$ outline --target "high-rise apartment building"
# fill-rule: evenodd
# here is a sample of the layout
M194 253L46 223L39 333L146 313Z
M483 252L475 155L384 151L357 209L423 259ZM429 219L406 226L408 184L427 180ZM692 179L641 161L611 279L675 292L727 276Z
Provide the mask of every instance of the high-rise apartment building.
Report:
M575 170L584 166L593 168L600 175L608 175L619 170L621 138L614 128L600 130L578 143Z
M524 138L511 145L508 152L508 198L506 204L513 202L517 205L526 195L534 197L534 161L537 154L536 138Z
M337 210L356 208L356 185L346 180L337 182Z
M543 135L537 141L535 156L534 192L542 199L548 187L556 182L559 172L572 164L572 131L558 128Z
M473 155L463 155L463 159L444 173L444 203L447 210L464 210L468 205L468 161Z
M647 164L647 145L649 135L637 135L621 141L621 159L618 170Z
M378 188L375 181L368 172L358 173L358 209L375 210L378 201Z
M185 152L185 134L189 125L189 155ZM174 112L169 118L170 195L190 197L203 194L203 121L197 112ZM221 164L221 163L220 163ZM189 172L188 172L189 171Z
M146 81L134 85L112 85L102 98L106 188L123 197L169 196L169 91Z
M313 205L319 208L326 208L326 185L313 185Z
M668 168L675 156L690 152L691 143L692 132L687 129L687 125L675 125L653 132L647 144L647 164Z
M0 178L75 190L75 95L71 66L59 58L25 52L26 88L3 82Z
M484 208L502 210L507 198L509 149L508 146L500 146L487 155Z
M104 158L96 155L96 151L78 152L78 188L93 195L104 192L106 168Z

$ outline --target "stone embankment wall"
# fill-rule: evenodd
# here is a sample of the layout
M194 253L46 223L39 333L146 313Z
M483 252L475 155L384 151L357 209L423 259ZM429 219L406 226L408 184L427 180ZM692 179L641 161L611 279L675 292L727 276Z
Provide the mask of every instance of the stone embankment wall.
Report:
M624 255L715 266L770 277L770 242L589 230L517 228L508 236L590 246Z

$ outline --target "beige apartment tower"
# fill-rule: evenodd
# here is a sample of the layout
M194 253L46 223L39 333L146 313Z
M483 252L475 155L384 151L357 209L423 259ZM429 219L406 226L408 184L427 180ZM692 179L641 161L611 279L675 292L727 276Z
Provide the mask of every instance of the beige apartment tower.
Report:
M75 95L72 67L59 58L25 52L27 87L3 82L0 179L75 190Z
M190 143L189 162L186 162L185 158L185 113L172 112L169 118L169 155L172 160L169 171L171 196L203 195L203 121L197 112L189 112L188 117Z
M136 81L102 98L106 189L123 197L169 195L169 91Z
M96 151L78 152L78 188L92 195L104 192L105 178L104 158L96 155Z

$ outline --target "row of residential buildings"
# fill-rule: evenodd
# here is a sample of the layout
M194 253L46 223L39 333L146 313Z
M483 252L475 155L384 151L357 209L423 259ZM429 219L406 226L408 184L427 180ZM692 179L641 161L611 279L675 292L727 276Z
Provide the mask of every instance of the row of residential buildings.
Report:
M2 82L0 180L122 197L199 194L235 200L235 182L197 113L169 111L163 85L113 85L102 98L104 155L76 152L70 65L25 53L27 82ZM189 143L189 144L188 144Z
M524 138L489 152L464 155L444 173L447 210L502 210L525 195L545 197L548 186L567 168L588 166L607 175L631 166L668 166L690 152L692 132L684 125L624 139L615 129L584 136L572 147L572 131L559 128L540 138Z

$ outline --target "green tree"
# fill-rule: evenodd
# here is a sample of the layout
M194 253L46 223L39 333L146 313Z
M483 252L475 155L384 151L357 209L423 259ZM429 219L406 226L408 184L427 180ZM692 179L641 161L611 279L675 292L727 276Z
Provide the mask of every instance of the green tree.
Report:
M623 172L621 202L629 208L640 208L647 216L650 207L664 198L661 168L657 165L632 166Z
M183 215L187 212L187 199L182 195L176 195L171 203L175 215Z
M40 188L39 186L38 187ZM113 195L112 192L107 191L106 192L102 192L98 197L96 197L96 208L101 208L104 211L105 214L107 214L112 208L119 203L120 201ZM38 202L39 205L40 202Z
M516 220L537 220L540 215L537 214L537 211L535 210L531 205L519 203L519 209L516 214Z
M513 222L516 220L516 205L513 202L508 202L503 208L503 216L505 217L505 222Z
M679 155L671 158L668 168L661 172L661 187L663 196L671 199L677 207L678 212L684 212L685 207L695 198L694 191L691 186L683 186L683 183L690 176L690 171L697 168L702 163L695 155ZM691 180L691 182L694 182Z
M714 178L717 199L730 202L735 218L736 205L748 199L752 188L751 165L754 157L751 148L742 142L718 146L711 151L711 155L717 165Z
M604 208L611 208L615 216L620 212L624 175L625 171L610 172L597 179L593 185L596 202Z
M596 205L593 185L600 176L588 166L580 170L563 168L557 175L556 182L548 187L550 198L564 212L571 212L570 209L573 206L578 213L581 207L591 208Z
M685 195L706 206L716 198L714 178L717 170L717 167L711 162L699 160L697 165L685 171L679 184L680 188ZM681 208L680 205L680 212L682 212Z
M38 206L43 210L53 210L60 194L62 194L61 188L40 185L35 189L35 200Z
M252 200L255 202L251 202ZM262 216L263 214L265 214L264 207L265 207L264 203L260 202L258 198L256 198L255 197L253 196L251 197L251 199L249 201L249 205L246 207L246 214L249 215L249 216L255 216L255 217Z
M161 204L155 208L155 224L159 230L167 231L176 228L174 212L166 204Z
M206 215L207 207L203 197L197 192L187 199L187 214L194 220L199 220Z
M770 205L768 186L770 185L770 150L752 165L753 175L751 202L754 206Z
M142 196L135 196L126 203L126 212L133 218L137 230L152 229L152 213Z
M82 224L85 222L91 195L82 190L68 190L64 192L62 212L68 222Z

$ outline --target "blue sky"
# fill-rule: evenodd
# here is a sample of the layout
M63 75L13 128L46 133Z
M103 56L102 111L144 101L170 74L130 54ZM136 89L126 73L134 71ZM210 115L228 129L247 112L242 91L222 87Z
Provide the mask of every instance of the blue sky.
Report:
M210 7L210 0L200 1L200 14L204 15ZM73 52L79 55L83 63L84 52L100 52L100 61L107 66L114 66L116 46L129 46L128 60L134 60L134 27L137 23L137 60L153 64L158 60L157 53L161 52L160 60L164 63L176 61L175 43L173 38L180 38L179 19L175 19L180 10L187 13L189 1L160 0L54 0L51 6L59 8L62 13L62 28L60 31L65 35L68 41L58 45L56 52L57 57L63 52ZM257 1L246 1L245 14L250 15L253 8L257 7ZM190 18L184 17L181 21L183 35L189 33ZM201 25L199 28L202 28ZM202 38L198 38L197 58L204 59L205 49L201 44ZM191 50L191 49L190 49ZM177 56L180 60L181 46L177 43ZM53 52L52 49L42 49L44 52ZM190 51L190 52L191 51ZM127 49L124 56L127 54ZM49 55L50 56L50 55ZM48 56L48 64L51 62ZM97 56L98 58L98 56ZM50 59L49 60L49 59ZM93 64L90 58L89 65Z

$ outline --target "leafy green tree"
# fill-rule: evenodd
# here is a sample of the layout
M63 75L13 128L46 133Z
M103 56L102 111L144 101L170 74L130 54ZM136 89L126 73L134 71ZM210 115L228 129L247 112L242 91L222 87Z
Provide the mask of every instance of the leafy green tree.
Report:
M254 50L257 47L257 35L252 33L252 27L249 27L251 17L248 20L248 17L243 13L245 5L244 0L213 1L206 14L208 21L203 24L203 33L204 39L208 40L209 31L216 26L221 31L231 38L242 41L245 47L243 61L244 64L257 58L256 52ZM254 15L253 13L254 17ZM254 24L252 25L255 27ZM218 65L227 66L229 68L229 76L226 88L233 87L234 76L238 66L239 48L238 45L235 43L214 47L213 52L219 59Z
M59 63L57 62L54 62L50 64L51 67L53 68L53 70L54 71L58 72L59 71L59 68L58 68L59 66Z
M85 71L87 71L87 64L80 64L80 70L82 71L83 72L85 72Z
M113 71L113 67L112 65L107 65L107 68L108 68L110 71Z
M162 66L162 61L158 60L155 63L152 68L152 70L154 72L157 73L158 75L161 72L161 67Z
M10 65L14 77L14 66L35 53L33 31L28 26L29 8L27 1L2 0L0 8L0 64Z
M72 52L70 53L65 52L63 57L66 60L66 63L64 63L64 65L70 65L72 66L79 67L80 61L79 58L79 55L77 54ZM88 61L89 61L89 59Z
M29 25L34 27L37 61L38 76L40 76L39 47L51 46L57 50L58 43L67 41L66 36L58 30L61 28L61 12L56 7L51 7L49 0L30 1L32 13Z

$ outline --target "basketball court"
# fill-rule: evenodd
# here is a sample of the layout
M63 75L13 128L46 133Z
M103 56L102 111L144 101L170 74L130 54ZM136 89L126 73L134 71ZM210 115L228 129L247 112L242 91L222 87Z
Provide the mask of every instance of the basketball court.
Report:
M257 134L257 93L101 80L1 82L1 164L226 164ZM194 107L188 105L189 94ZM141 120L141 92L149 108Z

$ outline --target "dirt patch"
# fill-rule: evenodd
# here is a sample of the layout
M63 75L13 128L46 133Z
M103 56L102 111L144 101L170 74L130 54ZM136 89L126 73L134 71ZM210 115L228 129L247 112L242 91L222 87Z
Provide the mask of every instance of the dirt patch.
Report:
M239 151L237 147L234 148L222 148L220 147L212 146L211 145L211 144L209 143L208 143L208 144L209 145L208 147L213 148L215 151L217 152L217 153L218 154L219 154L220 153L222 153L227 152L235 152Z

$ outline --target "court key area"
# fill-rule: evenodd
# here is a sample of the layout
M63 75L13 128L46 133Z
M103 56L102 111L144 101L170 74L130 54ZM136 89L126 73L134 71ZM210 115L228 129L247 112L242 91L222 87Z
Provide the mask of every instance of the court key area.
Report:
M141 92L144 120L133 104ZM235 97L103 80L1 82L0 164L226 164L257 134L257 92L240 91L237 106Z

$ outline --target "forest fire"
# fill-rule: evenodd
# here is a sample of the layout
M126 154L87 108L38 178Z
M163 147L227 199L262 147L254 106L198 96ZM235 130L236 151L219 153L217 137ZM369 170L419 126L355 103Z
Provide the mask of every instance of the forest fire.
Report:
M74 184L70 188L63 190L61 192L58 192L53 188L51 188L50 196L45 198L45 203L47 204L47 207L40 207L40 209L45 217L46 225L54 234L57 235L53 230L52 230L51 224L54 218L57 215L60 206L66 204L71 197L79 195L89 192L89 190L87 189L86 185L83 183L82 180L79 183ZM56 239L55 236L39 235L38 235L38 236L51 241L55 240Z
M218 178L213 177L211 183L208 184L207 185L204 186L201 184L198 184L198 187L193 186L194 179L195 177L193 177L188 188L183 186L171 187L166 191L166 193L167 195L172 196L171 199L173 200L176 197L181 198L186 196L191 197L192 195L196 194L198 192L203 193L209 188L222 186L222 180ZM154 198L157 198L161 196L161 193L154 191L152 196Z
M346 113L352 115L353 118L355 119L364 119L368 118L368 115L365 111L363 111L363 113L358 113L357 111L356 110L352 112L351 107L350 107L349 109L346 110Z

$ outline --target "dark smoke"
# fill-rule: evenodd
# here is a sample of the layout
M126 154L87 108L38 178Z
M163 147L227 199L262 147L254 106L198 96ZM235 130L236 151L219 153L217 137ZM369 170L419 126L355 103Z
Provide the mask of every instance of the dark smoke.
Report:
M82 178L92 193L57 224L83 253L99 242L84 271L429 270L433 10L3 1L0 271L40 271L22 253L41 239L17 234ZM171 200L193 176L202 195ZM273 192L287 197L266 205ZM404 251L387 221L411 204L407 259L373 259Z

*-*-*

GIVEN INSTRUCTION:
Rewrite the data from its first line through the line containing "M378 188L375 181L368", renaming "Report" to "Return" and leaving everything else unchanged.

SOLVED EXERCISE:
$ outline --target "high-rise apartment building"
# fill-rule: evenodd
# here is a sample of the layout
M194 253L46 223L39 333L146 313Z
M483 252L475 155L384 151L357 209L423 259ZM429 219L406 226L408 184L427 180ZM692 179L641 161L611 279L675 292L727 276Z
Provide the mask of every instance of the high-rise apartment building.
Return:
M575 170L584 166L593 168L600 175L608 175L619 170L621 138L614 128L600 130L578 143Z
M524 138L511 145L508 152L508 198L506 204L513 202L517 205L526 195L534 197L534 161L537 154L536 138Z
M337 210L356 208L356 185L346 180L337 182Z
M543 135L537 141L535 156L534 192L542 199L548 187L556 182L559 172L572 164L572 131L558 128Z
M473 155L463 155L463 159L444 173L444 203L447 210L464 210L468 205L468 161Z
M647 164L647 145L649 135L637 135L621 141L621 159L618 170Z
M378 188L375 181L368 172L358 173L358 209L375 210L378 201Z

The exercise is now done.